Are the BBC’s Russian Service feature programmes being axed out of ignorance, or political calculation, wonders translator Robert Chandler? Following the open letter addressed to him BBC Director General Mark Thompson answers the campaigners’ charges, and Richard Hainsworth responds to the BBC chief from his Moscow home.
The first stages of our ‘campaign’ – which at the beginning we did not even think of as a campaign – were astonishingly easy. Most British academics, journalists, diplomats and politicians with an interest in Russia have at one time or another contributed to the BBC Russian Service, and they are all concerned about the fate of Russian Features. Many of them travel regularly to Russia. Most have received feedback about programmes to which they have contributed, and the value of these programmes seemed entirely obvious to them. One signatory of our draft letter forwarded it to another, and before long we had 64 signatories, many of them eminent, and on 7 November our letter was published in the Times, together with a supportive editorial and an article by the Times Media correspondent.
What seems obvious to us – and to the Times – has, however, been surprisingly hard to convey to the senior management of the World Service, which seems unable to grasp the nature of Putin’s Russia. It seems likely that they are being poorly advised, either by the FCO or by senior editors in the Russian Service itself.
The 2007 World Service ‘Operational Agreement’ divides countries into three categories: ‘developed media markets, such as the United States and Western Europe’; ‘developing markets, such as China and Russia’, where the BBC should be targeting ‘opinion formers and decision makers’; and the ‘least developed markets, such as Sub-Saharan Africa, where BBC World Service news operations may serve as substitutes for national broadcasters, where relevant, for example in countries where there is an absence of free and independent media’ (I quote verbatim). It is clear from these categories that the World Service management is under the delusion that both China and Russia – which has one of the highest death rates among journalists of any country in the world – are countries with ‘free and independent media’. The ‘Operational Agreement’ then goes on to say that ‘mass audiences’ are to be targeted only in countries belonging to the third category, i.e. the ‘least developed markets’. The World Service management evidently sees no need to address a mass audience in Russia, even though this audience is now constantly exposed to dangerously nationalist propaganda.

##############################

# Directions
A: Rewrite the part of the passage on the BBC Russian Service that opens with the words containing "The first stages" and closes with "Times Media correspondent.", with "signatories" replaced by "supporters".
B: Present the lines of the records from the line containing "Prompted segmentation: an" through the line containing "negative clicks: (162, 116) (157, 90)" as a numbered list, omitting blank lines.
The passage and the records have nothing to do with each other.

##############################

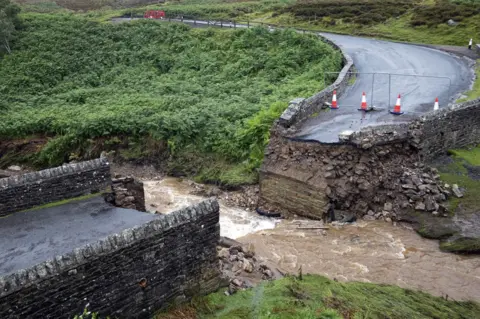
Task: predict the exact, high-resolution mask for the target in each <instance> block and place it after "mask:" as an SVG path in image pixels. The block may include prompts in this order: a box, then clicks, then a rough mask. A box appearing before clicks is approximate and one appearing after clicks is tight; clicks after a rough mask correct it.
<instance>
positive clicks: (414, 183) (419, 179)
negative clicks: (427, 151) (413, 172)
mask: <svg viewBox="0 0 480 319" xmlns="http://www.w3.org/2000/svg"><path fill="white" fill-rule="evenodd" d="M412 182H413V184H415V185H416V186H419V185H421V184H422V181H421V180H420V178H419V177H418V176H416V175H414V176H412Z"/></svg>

##############################

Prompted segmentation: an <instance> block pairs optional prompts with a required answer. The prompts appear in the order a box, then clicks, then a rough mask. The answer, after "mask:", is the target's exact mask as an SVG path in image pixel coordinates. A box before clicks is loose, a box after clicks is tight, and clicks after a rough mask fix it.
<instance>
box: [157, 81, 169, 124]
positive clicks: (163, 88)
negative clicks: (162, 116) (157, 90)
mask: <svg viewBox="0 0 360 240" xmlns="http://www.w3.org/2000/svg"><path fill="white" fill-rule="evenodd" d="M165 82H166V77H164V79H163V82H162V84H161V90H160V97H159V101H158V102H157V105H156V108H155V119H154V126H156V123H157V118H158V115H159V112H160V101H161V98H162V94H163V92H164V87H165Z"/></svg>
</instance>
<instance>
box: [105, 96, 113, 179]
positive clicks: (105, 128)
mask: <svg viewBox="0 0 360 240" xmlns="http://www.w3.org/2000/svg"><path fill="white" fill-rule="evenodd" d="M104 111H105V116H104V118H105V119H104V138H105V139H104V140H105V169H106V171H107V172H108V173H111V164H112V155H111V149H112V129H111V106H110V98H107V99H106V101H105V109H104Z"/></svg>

##############################

# Answers per task
A:
The first stages of our ‘campaign’ – which at the beginning we did not even think of as a campaign – were astonishingly easy. Most British academics, journalists, diplomats and politicians with an interest in Russia have at one time or another contributed to the BBC Russian Service, and they are all concerned about the fate of Russian Features. Many of them travel regularly to Russia. Most have received feedback about programmes to which they have contributed, and the value of these programmes seemed entirely obvious to them. One signatory of our draft letter forwarded it to another, and before long we had 64 supporters, many of them eminent, and on 7 November our letter was published in the Times, together with a supportive editorial and an article by the Times Media correspondent.

B:
1. Prompted segmentation: an <instance> block pairs optional prompts with a required answer. The prompts appear in the order a box, then clicks, then a rough mask. The answer, after "mask:", is the target's exact mask as an SVG path in image pixel coordinates. A box before clicks is loose, a box after clicks is tight, and clicks after a rough mask fix it.
2. <instance>
3. box: [157, 81, 169, 124]
4. positive clicks: (163, 88)
5. negative clicks: (162, 116) (157, 90)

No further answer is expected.